> _Exercise inputs_:

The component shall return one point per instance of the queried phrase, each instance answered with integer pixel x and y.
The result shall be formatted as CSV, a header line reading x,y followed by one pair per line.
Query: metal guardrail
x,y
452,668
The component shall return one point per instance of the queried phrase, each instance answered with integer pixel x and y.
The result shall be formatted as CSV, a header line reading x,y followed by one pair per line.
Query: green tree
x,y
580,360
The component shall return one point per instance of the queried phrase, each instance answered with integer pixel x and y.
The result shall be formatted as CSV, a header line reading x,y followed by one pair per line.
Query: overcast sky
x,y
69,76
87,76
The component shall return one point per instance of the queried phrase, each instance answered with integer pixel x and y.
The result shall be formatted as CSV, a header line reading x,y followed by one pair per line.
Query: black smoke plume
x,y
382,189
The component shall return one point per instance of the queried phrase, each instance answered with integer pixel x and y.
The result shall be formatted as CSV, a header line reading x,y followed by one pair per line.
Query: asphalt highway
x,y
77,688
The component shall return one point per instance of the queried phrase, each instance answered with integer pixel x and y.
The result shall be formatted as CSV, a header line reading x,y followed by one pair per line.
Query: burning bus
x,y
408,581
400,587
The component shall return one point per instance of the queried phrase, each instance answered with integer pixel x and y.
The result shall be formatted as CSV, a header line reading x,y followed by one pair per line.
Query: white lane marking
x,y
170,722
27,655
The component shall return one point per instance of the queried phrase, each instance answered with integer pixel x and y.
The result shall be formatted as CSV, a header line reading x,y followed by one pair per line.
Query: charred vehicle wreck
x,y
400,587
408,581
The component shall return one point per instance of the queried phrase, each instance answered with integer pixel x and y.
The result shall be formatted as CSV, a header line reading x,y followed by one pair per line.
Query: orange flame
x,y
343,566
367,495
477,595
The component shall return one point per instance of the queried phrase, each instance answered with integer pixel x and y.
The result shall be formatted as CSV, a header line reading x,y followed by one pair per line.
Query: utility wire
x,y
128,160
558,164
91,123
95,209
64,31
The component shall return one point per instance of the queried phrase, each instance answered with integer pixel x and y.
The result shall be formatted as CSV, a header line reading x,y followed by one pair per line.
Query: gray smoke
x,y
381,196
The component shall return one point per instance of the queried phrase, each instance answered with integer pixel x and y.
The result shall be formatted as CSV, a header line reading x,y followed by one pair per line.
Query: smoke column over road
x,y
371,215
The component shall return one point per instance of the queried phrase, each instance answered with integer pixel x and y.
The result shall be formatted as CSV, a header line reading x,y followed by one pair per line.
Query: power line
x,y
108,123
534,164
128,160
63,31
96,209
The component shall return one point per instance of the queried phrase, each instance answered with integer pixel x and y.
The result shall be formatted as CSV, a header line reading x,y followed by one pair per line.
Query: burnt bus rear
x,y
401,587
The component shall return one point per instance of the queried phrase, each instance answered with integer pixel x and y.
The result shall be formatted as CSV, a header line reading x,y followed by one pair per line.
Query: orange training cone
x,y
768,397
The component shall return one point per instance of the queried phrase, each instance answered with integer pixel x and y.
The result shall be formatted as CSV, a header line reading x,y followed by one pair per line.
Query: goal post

> _Problem statement_: Write every record out again, unaltered.

> _Task solution_:
The component shall return one point per instance of the queried phrase, each instance answered with integer pixel x and y.
The result shall be formatted as CSV, a header line reading x,y followed by one pair per line.
Query: metal guardrail
x,y
452,668
The component shall return one point per instance of the queried phrase, each instance answered with integer pixel x and y.
The result shall be formatted as CSV, a header line reading x,y followed by one pair per line.
Query: green tree
x,y
580,360
The component shall return one point per instance of the queried phrase, each instance answered with integer pixel x and y.
The result shall be formatted as CSV, a header line reading x,y followed by one pair per line.
Query: overcast sky
x,y
69,76
87,76
The component shall return one point per instance of the queried phrase, each instance answered with integer pixel x and y.
The result shall be formatted as CSV, a header line reading x,y followed by one pair per line.
Query: black smoke plume
x,y
382,189
The component shall return one point per instance of the queried phrase, each instance answered with integer pixel x and y.
The result shall be formatted as CSV, a header line reading x,y followed by one pair per line.
Query: asphalt highway
x,y
77,688
The component shall return one point per instance of the queried phrase, each instance answered with integer pixel x and y.
The result shall be formatted as CSV, a header line reading x,y followed by one pair per line.
Query: burning bus
x,y
408,581
400,587
The component shall return one point per instance of the queried phrase, each instance answered with integer pixel x and y.
The result shall be formatted as CSV, a header line reading x,y followed by one pair per line.
Query: white lane marking
x,y
170,722
27,655
The component shall return one point per instance of the queried phrase, each instance answered with integer pixel x and y.
The result shall be formatted as CSV, a header line reading x,y followed by one pair per line.
Query: charred vehicle wreck
x,y
400,587
408,581
The component shall return one point per instance of the queried phrase, each instance answered with integer pixel x and y.
The result shall be formatted as CSV, a header line reading x,y followed by one pair per line.
Query: orange flame
x,y
343,566
367,495
477,595
The component shall return one point per instance of the queried phrase, each instance answered with integer pixel x and y.
The result shall be formatted as CSV, a header line reading x,y followed by one pair per line.
Query: utility wire
x,y
128,160
558,164
91,123
95,209
64,31
The component shall return one point per instance of the queried phrase, each instance answered with integer pixel x and y.
The result shall be formatted as CSV, a header line reading x,y followed by one pair per line.
Query: gray smoke
x,y
381,196
The component shall return one point per instance of the queried phrase, each instance answered with integer pixel x and y.
The result shall be formatted as CSV, a header line reading x,y followed by one pair per line.
Query: smoke column over road
x,y
371,215
The component shall return one point per instance of the queried phrase, each instance answered with integer pixel x and y.
The result shall be formatted as CSV, a header line reading x,y followed by one pair per line.
Query: power line
x,y
108,123
534,164
128,160
63,31
96,209
The component shall return one point per instance of the queried phrase, each instance answered with integer pixel x and y.
The result shall be formatted as CSV, a header line reading x,y followed by one pair per line.
Query: burnt bus rear
x,y
401,587
The component shall return one point per instance of the queried phrase, each instance answered with integer pixel x and y.
The result shall be formatted as CSV, a header line reading x,y followed by one pair per line.
Query: orange training cone
x,y
768,397
The component shall return one point per instance of the queried phrase, each instance answered with integer pixel x and y.
The result shall be formatted as CSV, a header line reading x,y followed by one pair per line.
Query: goal post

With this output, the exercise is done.